## GIVEN INSTRUCTION
Recast each line of the records below as a row of a Markdown table with two columns, "No." for the row number and "Text" for the line, leaving out any blank lines.

## Pointing records
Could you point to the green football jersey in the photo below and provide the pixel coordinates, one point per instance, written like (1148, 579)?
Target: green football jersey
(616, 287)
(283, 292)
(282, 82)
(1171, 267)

## RESULT BELOW
| No. | Text |
|---|---|
| 1 | Could you point to the green football jersey in the photo below and provide the pixel coordinates, one point per instance, written like (1148, 579)? |
| 2 | Target: green football jersey |
| 3 | (616, 287) |
| 4 | (283, 292) |
| 5 | (282, 82) |
| 6 | (1171, 267) |